Direction:
Continue the forum thread on choosing a 4-wheel drive car from the point where it stops.

# Best 4-wheel drive



## phoenixy2k (20 Dec 2010)

Since we are looking at a decade of regular snow/ice I think it's time to change car to a 4-wheel drive. Has anyone any recommendations on the best 4-wheel drives out there, that are also suitable to city traffic? And what saloon cars are there that are 4-wheel drive?


----------



## NHG (20 Dec 2010)

We love our Toyota Rav 4, no problems to report.


----------



## fizzelina (20 Dec 2010)

My boyfriend loves reading the car mags and buys 4x4 mag and told me at the weekend while reading it that the Fiat Panda 4x4 got the best 4x4 car prize. But you should buy 4x4 mag in Easons.


----------



## Leo (20 Dec 2010)

Subaru's are 4 wheel drive. Audi do an All-Road version of the A4 which is 4 wheel drive. This is a so called cross-over. Saloon style with some of the properties of an SUV. 
Leo


----------



## PetrolHead (20 Dec 2010)

Audi Quattro/Allroad A4/A6 would be worth a look. Also, Skoda Octavia 4x4 gets good reviews and their new Yeti is very good. Other crossovers like the Yeti, such as the Ford Kuga and the Nissan Qashqai could also be good. A bit bigger is the Volvo XC60 or you could look at the XC70 estate. Rav4 as mentioned above is OK too.

Personally though, I wouldn't be investing in a particular type of car just because there's a bit of snow and ice around at the moment and the winters _might _ be bad in the future. Buy the type of car you want because it suits what you need it to do (loadspace/ride/handling/looks/economy/tax/etc/etc) for all 12 months of the year. If that happens to be a 4x4, fair enough, but if it happens to be a FWD/RWD then there are plenty of ways to learn how to best use it in all conditions.


----------



## Petermack (20 Dec 2010)

phoenixy2k said:


> Since we are looking at a decade of regular snow/ice I think it's time to change car to a 4-wheel drive. Has anyone any recommendations on the best 4-wheel drives out there, that are also suitable to city traffic? And what saloon cars are there that are 4-wheel drive?


 
Saloon cars I can think of that are 4 wheel drive are Audi A4 quattro, Subaru Legacy and the Skoda Octavia 4 wheel drive. There are a couple more estate cars that are 4 wheel drive such as Volvo V70 Cross country, Subaru Outback.

Supplied information:
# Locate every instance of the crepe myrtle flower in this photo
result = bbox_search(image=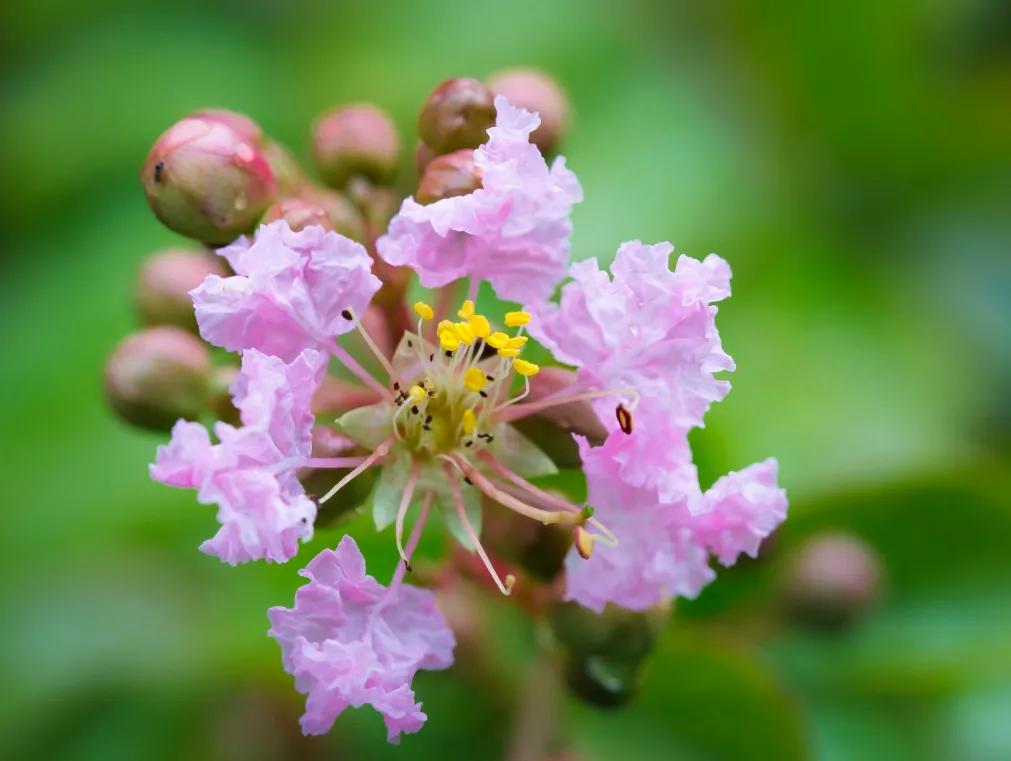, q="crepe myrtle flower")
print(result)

Final result:
The drawback with the 4 wheel drive cars is that fuel consumption suffers as does tyre wear.


----------



## roytheboyo (20 Dec 2010)

*Subaru*

If you are looking for a 4wd saloon car i would recommend the subaru legacy diesel.  Brilliant car on any type of roads, doesnt really wear tyres (although when you change you change all 4, not 2 like with a 2wd), I get average fuel consumption of 6.2 ish litres per 100km, which i think is v good for 4wd. (no connection to subaru, just happy driver)


----------



## Slim (20 Dec 2010)

phoenixy2k said:


> Since we are looking at a decade of regular snow/ice I think it's time to change car to a 4-wheel drive. Has anyone any recommendations on the best 4-wheel drives out there, that are also suitable to city traffic? And what saloon cars are there that are 4-wheel drive?


 
Ditto. Every year when we get our "two weeks" of snow and ice I start to think 4x4, but which one? I like the Nissan Xtrail but hear it's sore on diesel and the CO2 is relatively high on some versions. I would have thought Toyota Rav 4 would be bulletproof but am hearing anecdotal stories to the contrary. Friend has a Kia Sorento with 300k kms on the clock, so I though it might suit but a visit to www.honestjohn.co.uk put me off a bit. I was also thinking of the Skoda 4x4 estate cars (Combi), Suzuki Grand Vitara, nearly bought one last year. By the time I resolve to buy one, it's Spring and the need has evaporated. Slim
PS: my Mondeo is quite good in the snow and ice. It's diesel 2wd.


----------



## Purple (20 Dec 2010)

Mrs Purple has a Volvo XC90 and it is great in the snow. 
I’m not a big fan of 4X4’s as they remind me of driving a Transit but she loves her one.

Small front wheel drive cars are usually good in the snow (she used to have a Ford Ka and it was fantastic in the snow).

+1 on Subaru 4X4’s. I got a loan of one to drive to Derry during the snow the week before last and it was great.


----------



## bacchus (21 Dec 2010)

I think you should consider buying a 4-wheel drive convertible, so you'll be ready for the summer as well.


----------



## Pique318 (21 Dec 2010)

Like this ?


----------



## Purple (21 Dec 2010)

bacchus said:


> I think you should consider buying a 4-wheel drive convertible, so you'll be ready for the summer as well.



The A4 Coupe quattro is a bit small.


----------



## TarfHead (21 Dec 2010)

*Front/Rear/Four Wheel Drive for Dummies*

I'm the Dummy . I understand that one of these is pants in snowy weather. If so, which one and what are the advantages of it at other times of the year, i.e. why get one if it's pants in snow ?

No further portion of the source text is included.